▸ Set of tasks
• A. Copy everything in the Common Market article from "Many high-end restaurants" down to "typical household does.", word for word.
• B. Answer these from the Common Market article:
(i) How many acres is the Buzbys' Salem County farm?
(ii) Which two crops is Steve Groff selling through the Common Market?
(iii) What size orders has Mary Grant placed with the Common Market?

▸ Document passage

*** Begin section ***

Common Market distributes local farmers' produce
In their 27 years of farming, Andy and Dawn Buzby have taken all the usual routes to selling the produce from their 153-acre Salem County farm.

In their 27 years of farming, Andy and Dawn Buzby have taken all the usual routes to selling the produce from their 153-acre Salem County farm.
They have sold to distributors in Vineland, N.J., and Philadelphia, directly to small grocers, and to consumers at farmers' markets.
But the Buzbys had no easy way to sell to a potentially huge market right in their backyard: institutions, such as hospitals and universities.
That changed last month when the Common Market, a nonprofit distributor of fruits and vegetables from farms in the region, started operating.
"I'm just very excited about our product staying local," Dawn Buzby said. "It's fresher. They get the best quality."
Farmers and food-service managers said the Common Market could play an important role in continuing the momentum gained by local-food advocates in recent years.
Many high-end restaurants are big buyers of local produce sold at a premium, and farmers' markets are thriving, but the overall impact on the food industry has been slight because it is hard to hook up local farms with local institutions that buy much more than a typical household does.
"The Common Market is a new frontier for locally grown because it's targeting the institutions and some of the other things that just haven't been as convenient," said Lancaster County farmer Steve Groff, who is selling tomatoes and raspberries through the Common Market.
"I can't go to Philadelphia with my truck and make 15 stops with two or three items that I might grow," Groff said.
Produce buyers at Thomas Jefferson University Hospital in Philadelphia and Cooper University Hospital in Camden said they were thrilled with their weekly deliveries of peaches, green beans, cucumbers and other items.
The hospital food purchasers said buying locally was part of their broader effort to serve healthier food.
Mary Grant, assistant director for production services at Jefferson, said she tried last year to get local produce through her main food distributor. "It was a trial for them and a trial for us," she said.
Dealing with the Common Market has taken all that frustration away, Grant said, and to her relief as a purchaser on a budget, "pricing is extremely comparable to the big guys." She has placed $1,000 orders with the Common Market.

*** End section ***

▸ Given entries
*** Begin section ***

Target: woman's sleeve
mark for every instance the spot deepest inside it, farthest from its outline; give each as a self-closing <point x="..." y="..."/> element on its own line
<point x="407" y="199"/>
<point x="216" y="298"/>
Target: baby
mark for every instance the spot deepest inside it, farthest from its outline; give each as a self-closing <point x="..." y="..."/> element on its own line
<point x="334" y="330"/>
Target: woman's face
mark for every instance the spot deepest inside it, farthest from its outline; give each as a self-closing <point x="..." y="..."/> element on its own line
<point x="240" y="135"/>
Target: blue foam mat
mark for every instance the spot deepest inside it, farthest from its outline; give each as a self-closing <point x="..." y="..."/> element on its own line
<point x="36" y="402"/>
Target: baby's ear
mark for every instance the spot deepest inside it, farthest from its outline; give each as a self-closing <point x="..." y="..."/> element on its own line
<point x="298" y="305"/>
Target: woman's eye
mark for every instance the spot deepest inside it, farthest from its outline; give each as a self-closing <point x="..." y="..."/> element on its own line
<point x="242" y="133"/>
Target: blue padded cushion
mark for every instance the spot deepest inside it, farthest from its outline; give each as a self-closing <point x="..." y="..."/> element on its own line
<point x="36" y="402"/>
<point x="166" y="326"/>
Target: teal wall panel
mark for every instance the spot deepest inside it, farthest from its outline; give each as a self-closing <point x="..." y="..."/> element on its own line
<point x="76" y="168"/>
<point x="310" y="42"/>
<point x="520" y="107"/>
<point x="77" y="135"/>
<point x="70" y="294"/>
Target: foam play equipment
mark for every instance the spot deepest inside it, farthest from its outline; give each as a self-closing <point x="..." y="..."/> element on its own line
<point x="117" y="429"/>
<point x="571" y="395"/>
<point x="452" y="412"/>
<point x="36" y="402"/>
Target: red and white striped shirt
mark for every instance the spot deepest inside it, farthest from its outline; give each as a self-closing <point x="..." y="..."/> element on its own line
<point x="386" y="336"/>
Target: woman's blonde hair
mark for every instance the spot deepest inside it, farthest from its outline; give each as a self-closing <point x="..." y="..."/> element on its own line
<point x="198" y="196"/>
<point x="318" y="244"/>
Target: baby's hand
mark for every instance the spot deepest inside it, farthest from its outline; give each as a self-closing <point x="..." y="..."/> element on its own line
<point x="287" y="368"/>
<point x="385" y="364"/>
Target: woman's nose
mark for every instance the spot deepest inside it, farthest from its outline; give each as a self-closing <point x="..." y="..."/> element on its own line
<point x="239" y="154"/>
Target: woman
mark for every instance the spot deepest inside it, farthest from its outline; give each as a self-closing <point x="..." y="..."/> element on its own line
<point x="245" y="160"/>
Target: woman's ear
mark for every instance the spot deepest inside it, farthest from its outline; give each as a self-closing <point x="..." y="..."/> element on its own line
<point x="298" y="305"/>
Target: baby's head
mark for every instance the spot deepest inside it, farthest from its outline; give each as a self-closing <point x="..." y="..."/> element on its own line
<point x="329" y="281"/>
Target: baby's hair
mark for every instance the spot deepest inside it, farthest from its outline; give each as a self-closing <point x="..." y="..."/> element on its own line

*** End section ***

▸ Solved problems
• A.
Many high-end restaurants are big buyers of local produce sold at a premium, and farmers' markets are thriving, but the overall impact on the food industry has been slight because it is hard to hook up local farms with local institutions that buy much more than a typical household does.

• B.
(i) 153 acres
(ii) Tomatoes and raspberries
(iii) $1,000 orders